* BEGIN Task input *

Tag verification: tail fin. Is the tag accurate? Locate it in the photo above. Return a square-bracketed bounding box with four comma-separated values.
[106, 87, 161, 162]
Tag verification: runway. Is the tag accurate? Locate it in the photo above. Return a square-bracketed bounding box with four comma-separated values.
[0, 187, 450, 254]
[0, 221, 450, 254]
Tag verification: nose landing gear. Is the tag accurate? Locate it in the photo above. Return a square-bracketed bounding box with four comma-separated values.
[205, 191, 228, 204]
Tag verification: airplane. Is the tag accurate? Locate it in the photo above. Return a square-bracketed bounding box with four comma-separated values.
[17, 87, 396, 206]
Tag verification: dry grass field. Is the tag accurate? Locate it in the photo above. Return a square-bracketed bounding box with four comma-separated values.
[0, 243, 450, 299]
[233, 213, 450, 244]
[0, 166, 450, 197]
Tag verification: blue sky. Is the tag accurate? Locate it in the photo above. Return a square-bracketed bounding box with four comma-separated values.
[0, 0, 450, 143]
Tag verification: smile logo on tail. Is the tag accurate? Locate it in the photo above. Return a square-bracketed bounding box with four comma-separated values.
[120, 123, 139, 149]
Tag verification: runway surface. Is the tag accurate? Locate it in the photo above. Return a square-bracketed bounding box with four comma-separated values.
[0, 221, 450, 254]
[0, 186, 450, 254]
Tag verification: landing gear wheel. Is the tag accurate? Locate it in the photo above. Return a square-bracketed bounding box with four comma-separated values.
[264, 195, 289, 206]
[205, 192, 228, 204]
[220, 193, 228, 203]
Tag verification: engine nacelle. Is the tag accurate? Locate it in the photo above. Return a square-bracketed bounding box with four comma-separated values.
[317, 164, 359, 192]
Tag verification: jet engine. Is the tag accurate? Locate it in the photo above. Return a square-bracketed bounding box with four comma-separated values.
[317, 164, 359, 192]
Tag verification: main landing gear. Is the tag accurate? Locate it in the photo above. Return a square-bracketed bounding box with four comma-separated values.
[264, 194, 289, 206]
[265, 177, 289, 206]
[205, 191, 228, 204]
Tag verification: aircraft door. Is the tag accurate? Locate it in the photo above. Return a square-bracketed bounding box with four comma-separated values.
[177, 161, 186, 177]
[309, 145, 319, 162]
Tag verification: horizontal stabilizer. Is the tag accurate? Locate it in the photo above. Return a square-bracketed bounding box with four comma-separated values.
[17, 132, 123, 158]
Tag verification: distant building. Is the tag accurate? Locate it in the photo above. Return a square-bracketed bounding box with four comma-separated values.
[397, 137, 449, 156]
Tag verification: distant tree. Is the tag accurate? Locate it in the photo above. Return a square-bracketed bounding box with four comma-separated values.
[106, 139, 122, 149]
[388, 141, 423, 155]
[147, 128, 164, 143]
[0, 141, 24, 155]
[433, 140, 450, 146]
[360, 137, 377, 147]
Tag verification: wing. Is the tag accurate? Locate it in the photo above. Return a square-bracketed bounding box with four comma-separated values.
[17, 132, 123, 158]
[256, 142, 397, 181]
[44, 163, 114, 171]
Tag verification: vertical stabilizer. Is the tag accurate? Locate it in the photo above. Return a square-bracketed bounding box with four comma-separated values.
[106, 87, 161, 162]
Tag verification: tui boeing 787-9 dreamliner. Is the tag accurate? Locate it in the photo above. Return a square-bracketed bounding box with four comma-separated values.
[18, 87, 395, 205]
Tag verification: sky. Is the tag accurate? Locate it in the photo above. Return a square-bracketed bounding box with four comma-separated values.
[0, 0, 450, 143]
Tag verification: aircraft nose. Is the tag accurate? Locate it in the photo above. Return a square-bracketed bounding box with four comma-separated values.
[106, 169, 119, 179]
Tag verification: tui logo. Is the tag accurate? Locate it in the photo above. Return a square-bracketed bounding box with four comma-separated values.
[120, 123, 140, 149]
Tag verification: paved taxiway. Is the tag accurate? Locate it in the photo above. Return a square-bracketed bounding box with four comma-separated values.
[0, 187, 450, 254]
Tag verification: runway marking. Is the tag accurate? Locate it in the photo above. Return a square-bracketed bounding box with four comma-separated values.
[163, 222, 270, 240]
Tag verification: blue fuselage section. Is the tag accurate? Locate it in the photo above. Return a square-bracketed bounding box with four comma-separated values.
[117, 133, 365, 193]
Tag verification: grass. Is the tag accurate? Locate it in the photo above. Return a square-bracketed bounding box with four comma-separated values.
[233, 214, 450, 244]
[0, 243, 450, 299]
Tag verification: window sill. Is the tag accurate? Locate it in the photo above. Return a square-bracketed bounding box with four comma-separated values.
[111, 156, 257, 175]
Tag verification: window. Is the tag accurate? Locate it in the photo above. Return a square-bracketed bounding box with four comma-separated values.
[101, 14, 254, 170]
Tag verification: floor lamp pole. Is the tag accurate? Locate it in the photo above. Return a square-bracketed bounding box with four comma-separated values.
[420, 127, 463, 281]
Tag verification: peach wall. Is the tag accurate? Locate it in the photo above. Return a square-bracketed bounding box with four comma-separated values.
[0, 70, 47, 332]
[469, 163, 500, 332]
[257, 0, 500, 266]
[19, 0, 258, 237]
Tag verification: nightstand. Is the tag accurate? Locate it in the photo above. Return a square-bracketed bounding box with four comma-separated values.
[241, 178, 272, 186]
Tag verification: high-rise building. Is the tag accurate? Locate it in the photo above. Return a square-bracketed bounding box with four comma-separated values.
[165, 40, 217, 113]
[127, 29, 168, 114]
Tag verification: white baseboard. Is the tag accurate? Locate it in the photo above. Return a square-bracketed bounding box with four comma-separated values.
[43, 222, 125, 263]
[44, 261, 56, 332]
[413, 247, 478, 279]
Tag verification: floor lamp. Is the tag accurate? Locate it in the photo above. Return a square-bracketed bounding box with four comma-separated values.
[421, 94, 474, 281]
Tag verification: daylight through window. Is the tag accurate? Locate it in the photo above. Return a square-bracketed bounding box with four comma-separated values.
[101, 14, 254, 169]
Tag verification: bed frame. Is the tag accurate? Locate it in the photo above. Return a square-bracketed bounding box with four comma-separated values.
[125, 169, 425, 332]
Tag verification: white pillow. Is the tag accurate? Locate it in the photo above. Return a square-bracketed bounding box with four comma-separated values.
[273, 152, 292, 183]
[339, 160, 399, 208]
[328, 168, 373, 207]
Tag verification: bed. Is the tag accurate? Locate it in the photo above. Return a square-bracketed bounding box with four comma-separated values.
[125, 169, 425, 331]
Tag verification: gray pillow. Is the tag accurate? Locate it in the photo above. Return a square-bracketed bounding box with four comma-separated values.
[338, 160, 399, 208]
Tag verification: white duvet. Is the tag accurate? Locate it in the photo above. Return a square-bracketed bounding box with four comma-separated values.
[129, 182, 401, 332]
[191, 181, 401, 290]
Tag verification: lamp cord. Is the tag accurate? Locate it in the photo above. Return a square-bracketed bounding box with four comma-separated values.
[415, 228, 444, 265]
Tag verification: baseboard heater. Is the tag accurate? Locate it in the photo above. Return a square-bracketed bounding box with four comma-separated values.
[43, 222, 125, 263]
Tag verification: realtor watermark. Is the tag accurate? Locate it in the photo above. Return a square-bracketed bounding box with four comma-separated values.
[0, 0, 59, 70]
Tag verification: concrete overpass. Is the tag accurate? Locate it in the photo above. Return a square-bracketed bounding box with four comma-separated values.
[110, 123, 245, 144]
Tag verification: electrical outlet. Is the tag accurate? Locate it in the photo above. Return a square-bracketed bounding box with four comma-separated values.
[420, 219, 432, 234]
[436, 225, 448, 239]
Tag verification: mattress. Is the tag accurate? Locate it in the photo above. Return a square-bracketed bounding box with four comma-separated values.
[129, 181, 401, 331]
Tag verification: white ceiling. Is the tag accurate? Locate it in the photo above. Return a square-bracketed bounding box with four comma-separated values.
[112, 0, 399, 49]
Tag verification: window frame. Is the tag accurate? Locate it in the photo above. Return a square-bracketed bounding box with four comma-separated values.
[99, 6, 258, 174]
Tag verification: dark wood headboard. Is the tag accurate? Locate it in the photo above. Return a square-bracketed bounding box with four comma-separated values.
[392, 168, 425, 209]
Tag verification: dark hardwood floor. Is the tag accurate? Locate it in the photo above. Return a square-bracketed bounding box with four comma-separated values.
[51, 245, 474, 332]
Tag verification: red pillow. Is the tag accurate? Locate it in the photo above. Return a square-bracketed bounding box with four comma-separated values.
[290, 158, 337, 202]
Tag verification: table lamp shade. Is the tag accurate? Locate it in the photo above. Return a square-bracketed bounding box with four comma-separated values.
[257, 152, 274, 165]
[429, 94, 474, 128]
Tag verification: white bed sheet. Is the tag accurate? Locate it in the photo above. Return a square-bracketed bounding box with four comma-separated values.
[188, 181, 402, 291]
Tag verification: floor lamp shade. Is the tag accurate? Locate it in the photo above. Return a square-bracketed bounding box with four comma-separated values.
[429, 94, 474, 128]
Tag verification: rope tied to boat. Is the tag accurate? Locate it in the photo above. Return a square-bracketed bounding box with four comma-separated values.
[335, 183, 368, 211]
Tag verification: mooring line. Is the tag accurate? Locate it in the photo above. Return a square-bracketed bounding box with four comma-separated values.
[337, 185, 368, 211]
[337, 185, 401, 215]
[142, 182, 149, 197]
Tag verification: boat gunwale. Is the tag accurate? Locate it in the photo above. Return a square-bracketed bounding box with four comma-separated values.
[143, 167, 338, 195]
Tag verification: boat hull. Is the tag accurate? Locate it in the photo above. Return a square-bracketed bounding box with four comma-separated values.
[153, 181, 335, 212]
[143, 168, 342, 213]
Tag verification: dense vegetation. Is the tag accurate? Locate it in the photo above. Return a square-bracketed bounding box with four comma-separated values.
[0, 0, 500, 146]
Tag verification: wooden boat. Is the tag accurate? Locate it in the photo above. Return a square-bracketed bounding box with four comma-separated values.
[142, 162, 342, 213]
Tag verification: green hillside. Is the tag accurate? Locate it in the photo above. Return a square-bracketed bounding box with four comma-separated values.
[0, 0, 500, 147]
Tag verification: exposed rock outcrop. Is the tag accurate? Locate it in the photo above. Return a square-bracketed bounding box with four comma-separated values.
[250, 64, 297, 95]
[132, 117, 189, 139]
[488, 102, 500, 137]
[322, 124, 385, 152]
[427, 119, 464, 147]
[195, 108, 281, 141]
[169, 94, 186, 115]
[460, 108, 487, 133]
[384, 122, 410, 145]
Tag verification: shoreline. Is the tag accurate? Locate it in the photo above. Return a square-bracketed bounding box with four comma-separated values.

* END Task input *
* BEGIN Task input *

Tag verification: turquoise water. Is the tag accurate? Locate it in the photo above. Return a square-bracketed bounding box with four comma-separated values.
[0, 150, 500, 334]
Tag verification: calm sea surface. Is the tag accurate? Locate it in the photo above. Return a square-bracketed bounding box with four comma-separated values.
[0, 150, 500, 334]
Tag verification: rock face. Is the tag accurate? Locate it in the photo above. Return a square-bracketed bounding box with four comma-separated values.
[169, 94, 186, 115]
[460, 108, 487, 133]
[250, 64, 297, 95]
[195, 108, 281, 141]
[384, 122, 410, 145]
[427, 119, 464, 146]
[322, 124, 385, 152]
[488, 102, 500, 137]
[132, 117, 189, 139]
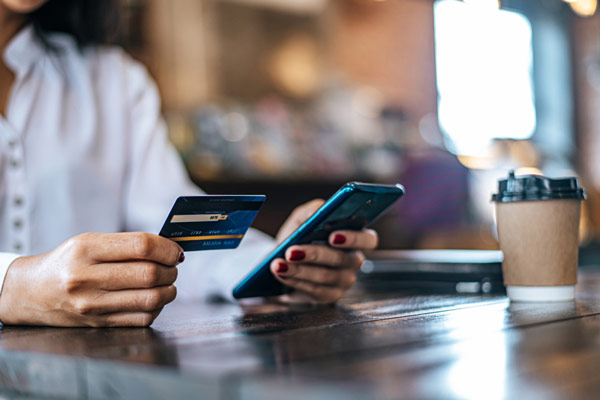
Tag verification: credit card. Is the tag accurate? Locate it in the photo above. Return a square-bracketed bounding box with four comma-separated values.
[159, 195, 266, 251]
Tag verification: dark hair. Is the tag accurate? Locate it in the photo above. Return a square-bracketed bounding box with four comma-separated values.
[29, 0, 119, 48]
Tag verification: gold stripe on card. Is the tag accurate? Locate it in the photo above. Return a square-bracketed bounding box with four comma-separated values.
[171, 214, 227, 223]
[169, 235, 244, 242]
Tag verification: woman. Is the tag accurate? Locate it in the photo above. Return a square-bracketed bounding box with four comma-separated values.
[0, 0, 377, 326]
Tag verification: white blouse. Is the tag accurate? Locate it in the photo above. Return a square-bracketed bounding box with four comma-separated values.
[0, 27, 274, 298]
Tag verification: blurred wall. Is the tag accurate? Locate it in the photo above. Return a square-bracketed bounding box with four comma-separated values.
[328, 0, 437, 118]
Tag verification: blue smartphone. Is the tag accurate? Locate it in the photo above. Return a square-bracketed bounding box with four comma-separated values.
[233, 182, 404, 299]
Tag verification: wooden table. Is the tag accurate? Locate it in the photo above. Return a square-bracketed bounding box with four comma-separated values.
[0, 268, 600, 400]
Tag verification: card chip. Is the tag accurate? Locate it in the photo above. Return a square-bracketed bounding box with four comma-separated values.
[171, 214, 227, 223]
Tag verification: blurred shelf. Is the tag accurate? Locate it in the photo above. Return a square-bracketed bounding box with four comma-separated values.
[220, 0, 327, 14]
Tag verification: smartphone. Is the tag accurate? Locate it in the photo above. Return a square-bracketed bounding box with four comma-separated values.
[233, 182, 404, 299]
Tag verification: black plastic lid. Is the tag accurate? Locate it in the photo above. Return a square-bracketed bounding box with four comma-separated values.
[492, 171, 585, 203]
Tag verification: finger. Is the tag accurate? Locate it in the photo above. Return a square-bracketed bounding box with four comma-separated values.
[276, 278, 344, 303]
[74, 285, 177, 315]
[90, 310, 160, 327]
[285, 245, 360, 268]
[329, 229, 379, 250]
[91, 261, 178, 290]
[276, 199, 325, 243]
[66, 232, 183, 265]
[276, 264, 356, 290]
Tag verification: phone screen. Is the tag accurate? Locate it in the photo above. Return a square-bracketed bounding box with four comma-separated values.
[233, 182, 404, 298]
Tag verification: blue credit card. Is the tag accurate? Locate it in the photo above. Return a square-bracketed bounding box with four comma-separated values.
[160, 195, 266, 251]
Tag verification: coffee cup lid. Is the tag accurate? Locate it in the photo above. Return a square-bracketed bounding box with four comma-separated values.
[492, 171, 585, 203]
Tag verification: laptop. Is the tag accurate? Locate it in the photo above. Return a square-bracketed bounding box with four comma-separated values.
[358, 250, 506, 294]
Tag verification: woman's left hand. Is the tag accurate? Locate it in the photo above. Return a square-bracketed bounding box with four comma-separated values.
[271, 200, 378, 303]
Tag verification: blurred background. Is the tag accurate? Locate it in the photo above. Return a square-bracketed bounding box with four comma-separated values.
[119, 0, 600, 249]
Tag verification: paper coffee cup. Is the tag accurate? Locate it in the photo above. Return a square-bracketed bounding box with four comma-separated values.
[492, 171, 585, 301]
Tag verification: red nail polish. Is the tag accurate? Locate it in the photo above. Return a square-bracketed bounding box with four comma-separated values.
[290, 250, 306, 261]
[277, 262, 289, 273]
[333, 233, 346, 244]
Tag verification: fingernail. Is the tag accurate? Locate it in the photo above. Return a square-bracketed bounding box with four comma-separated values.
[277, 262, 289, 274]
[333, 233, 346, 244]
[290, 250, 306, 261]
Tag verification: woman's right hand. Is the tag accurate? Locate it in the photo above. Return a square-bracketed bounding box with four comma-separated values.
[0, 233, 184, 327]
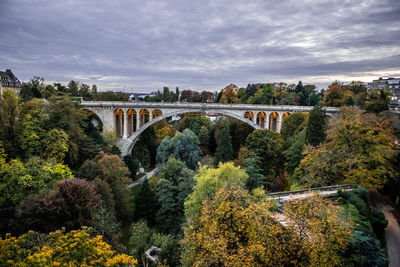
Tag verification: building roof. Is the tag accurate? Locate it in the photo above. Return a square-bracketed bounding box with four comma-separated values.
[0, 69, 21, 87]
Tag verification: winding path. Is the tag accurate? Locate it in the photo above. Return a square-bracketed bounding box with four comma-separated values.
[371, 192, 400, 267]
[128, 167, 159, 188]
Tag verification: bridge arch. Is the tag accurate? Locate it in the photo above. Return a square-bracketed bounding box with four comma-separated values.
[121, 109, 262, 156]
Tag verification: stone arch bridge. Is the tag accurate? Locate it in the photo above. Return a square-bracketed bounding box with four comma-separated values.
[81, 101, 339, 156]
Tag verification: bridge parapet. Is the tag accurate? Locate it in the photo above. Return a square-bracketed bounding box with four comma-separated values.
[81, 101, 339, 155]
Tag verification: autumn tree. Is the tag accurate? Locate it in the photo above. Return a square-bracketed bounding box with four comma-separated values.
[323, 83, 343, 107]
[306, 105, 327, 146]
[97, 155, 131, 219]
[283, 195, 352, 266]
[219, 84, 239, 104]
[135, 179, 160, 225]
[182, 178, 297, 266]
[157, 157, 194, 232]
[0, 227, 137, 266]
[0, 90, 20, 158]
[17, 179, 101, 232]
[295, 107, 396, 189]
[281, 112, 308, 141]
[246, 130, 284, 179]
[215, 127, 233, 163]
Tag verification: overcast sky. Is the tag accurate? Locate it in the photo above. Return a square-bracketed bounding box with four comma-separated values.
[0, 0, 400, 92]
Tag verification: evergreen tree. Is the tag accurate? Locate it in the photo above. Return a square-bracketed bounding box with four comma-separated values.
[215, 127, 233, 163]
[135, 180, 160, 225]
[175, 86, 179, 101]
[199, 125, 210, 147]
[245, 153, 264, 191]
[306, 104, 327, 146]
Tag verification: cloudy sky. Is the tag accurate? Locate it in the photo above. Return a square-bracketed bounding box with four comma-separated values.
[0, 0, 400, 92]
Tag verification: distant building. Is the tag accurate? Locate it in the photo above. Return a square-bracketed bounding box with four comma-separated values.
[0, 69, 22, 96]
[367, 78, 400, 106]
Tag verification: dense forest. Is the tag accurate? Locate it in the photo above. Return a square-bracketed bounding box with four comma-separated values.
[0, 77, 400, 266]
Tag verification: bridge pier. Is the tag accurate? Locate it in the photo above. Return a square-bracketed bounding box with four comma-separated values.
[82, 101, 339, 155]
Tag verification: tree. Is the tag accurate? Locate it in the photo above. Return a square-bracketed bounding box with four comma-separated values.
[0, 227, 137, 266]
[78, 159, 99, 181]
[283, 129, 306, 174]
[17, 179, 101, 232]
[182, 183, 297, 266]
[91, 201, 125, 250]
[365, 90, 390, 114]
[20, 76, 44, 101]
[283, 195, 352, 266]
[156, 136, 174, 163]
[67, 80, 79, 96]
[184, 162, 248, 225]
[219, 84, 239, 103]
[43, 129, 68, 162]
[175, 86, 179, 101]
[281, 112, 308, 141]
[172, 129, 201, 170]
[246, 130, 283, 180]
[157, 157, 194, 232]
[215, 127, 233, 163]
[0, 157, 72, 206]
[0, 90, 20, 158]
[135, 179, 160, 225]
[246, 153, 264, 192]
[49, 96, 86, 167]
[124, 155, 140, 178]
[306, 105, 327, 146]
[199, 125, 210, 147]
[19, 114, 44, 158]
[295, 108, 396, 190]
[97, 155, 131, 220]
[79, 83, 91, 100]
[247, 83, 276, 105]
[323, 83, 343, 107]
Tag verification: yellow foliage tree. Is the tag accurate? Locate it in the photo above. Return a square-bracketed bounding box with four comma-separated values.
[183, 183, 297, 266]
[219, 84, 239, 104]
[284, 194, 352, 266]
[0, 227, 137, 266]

* END Task input *

Task brief -
Copy out the listing lines verbatim, beginning with the line that contains "Tag verification: airplane." and continuing through the line that contains "[120, 123, 139, 149]".

Exercise answer -
Tag verification: airplane. Is the tag accurate? Locate it in the photo above. Return a square-bracketed bounding box with four comma-separated values.
[17, 87, 396, 206]
Tag verification: dry grass field. Is the tag accurate? Locate it in the photo above. Return a square-bracketed bounding box with four comma-separated values.
[0, 243, 450, 299]
[233, 213, 450, 244]
[0, 166, 450, 197]
Tag verification: blue sky. Is the tag accurate? Locate it in the photo above. Return a square-bracketed bounding box with four comma-separated values.
[0, 0, 450, 143]
Tag verification: smile logo on tail. Is the tag accurate? Locate it in the photo above. Return a square-bracketed bounding box with four comma-separated values.
[120, 123, 139, 149]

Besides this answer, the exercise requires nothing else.